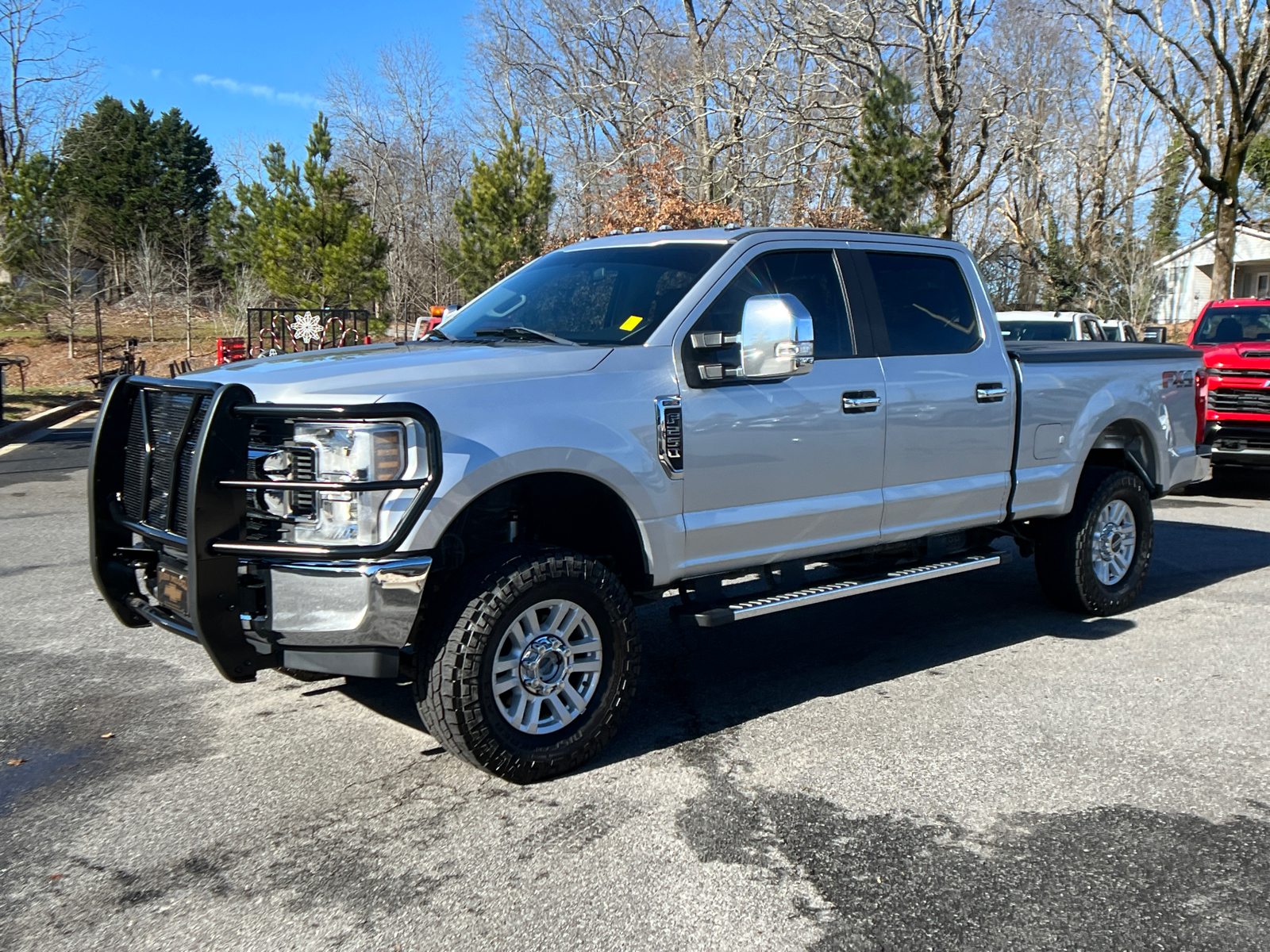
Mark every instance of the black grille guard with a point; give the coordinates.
(216, 512)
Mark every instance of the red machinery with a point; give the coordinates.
(1235, 336)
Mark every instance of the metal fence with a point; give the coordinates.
(283, 330)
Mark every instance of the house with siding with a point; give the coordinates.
(1185, 276)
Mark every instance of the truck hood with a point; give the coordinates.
(1250, 355)
(362, 374)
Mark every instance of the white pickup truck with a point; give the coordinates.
(738, 422)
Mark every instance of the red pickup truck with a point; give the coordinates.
(1235, 336)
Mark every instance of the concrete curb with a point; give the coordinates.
(16, 431)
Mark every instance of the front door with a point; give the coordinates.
(950, 405)
(781, 469)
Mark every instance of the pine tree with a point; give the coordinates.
(891, 164)
(304, 232)
(503, 215)
(1168, 205)
(131, 171)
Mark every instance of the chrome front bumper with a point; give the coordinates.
(334, 616)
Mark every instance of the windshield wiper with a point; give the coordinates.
(518, 333)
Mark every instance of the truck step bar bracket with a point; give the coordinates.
(753, 607)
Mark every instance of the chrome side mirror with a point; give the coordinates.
(776, 338)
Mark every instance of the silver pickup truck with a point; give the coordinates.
(729, 422)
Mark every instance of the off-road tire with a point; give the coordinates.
(1064, 560)
(452, 685)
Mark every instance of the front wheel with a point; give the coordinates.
(1095, 559)
(537, 668)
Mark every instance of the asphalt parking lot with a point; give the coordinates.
(946, 767)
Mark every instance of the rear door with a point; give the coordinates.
(949, 390)
(787, 467)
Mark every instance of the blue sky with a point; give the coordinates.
(253, 69)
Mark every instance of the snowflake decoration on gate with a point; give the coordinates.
(308, 328)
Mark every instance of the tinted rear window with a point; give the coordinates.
(925, 304)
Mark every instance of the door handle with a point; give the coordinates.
(990, 393)
(860, 401)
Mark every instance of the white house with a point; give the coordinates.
(1187, 274)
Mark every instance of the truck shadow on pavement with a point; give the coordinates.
(695, 683)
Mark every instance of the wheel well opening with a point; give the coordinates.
(549, 509)
(1127, 444)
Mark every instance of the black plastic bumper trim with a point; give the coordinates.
(160, 619)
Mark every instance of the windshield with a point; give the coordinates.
(1232, 325)
(601, 296)
(1037, 330)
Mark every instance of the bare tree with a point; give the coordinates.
(60, 271)
(397, 133)
(149, 276)
(1206, 63)
(46, 79)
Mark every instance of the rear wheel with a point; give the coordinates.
(535, 670)
(1095, 559)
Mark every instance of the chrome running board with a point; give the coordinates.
(816, 594)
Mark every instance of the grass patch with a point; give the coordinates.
(19, 405)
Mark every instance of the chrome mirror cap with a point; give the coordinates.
(776, 338)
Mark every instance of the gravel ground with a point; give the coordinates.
(948, 767)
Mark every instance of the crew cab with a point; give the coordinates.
(1049, 325)
(733, 422)
(1235, 338)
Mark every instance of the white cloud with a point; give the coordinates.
(260, 92)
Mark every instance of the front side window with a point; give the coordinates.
(925, 304)
(812, 277)
(1233, 325)
(591, 296)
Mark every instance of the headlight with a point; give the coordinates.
(359, 452)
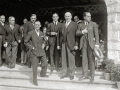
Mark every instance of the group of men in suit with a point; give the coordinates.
(63, 40)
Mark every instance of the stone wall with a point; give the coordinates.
(113, 29)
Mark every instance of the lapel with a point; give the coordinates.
(89, 26)
(9, 28)
(32, 26)
(15, 27)
(35, 34)
(69, 26)
(2, 26)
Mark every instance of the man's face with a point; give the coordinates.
(44, 30)
(76, 19)
(12, 21)
(87, 17)
(2, 19)
(37, 25)
(55, 17)
(33, 19)
(25, 21)
(68, 16)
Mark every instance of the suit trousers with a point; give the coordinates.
(54, 55)
(0, 49)
(28, 57)
(11, 52)
(88, 57)
(68, 60)
(23, 56)
(35, 61)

▶ **The exercise**
Repeat the material above in full and unchanged, minus its images.

▶ **Result of this exercise**
Mark every instance of the black grille guard with a point; give the coordinates.
(216, 512)
Mark every instance of the red machinery with a point; give the coordinates.
(1235, 336)
Mark every instance of the metal fence with a point; give the coordinates.
(283, 330)
Mark every instance of the house with siding with a point; give the coordinates.
(1185, 276)
Mark every instance of the truck hood with a point; give the coordinates.
(1250, 355)
(362, 374)
Mark every instance of the white pickup truck with a point; give the coordinates.
(738, 422)
Mark every instance of the red pickup truck with a point; give the coordinates.
(1235, 336)
Mark every instance of the concrete curb with a point; give the coordinates.
(16, 431)
Mark every instance of the front door with a point; give the coordinates.
(950, 405)
(781, 469)
Mark every instance of the pine tree with a point; give the coordinates.
(891, 164)
(304, 232)
(503, 215)
(1168, 205)
(131, 171)
Mark every instance of the chrome front bumper with a point; give the coordinates.
(334, 616)
Mark every instance of the windshield wiper with a point; give the coordinates.
(518, 333)
Mark every instance of the truck step bar bracket with a point; give the coordinates.
(753, 607)
Mark every instance of the chrome side mirror with a point; give the coordinates.
(776, 338)
Mark every instance of the silver pickup truck with a point; give the coordinates.
(729, 422)
Mark every instance of the off-road tire with a point; give the coordinates.
(1064, 560)
(452, 685)
Mark every instance of the front wheel with a point; give the coordinates.
(1095, 559)
(537, 668)
Mark every instance of the asphalt parking lot with a point; give the coordinates.
(946, 767)
Mark every instance of the rear door with a point; give the coordinates.
(949, 390)
(787, 467)
Mark every instance of the blue sky with a point; give the coordinates.
(253, 69)
Mark every instance of the snowflake decoration on gate with a point; give the coordinates.
(308, 328)
Mark every instance of the tinted rear window with a point; give the coordinates.
(925, 304)
Mark every instance of the door handle with a point; give the coordinates.
(990, 393)
(860, 401)
Mark every instance of the white house with a point; give the coordinates.
(1187, 274)
Mark every instance of the truck shadow on pavement with a point; give the coordinates.
(695, 683)
Mark every instance of the wheel well opening with a point; give the coordinates.
(549, 509)
(1127, 444)
Mark every instance of the black plastic bumper trim with a point; give the coordinates.
(160, 619)
Mark every instance of the windshield with a point; give the coordinates.
(1232, 325)
(601, 296)
(1037, 330)
Mark every instance of the bare tree with a point; give the coordinates.
(60, 271)
(397, 133)
(149, 276)
(1206, 63)
(46, 79)
Mark every instance of the rear wheel with a point; give the coordinates.
(535, 670)
(1095, 559)
Mark every instance of the chrome running board with a point; give the coordinates.
(816, 594)
Mark every instance of the grass patch with a point; give the coordinates.
(19, 405)
Mark every instance of the chrome mirror cap with a point; give the coordinates.
(776, 338)
Mark every instance of the gravel ground with a point; give the coordinates.
(948, 767)
Mark every instance of the crew cab with a point; give the coordinates.
(1049, 325)
(733, 422)
(1235, 338)
Mark every instance of the white cloud with a point; give the coordinates.
(260, 92)
Mark every instance of the front side window with a point; give the coordinates.
(925, 304)
(812, 277)
(1233, 325)
(591, 296)
Mark every instance of the headlight with a point; give the coordinates.
(359, 452)
Mark every instance of the group of men in suit with a point; give the coordinates.
(63, 40)
Mark every instance of the stone wall with a point; give the coordinates.
(113, 29)
Mark every instance of the lapel with a point; give the coordinates.
(89, 26)
(9, 28)
(32, 26)
(15, 27)
(35, 34)
(69, 26)
(2, 26)
Mark every instance of the man's face with a point; give the coordinates.
(44, 30)
(76, 19)
(12, 21)
(87, 17)
(2, 19)
(37, 25)
(55, 17)
(33, 19)
(25, 21)
(68, 16)
Mark every instance of the suit trousers with a point; give the coordinates.
(54, 55)
(0, 49)
(28, 57)
(11, 52)
(88, 57)
(68, 60)
(23, 56)
(35, 61)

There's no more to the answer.